— Exercise aim —
Could you print the data below line for line, without changing a character, and leave the pictures out?

— Provided data —
※

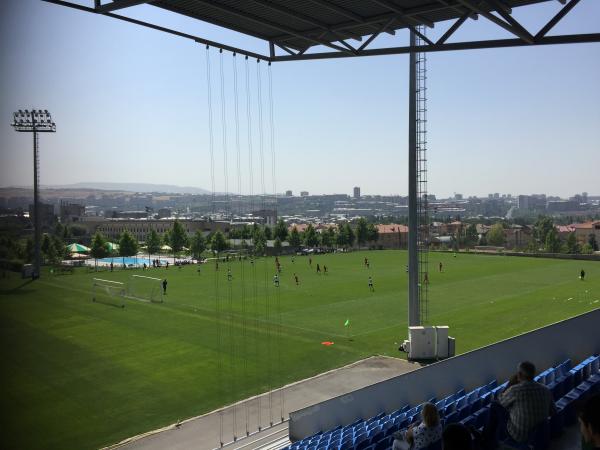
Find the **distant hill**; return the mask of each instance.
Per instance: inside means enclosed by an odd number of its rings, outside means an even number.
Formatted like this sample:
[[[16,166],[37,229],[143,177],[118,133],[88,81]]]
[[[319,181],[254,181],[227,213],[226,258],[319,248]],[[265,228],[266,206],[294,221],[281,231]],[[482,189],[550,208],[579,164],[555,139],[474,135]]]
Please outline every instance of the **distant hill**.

※

— Exercise result —
Find the **distant hill**; return the mask of each instance.
Per instance: inside means enclosed by an odd number of its rings, outside means an even number.
Formatted like this sample:
[[[16,166],[37,229],[143,177],[118,133],[88,81]]]
[[[319,181],[254,181],[227,213],[226,258],[319,248]],[[265,228],[266,206],[294,221],[281,231]],[[482,189],[550,208],[579,164],[555,139],[474,135]]]
Please outline every instance of the **distant hill**.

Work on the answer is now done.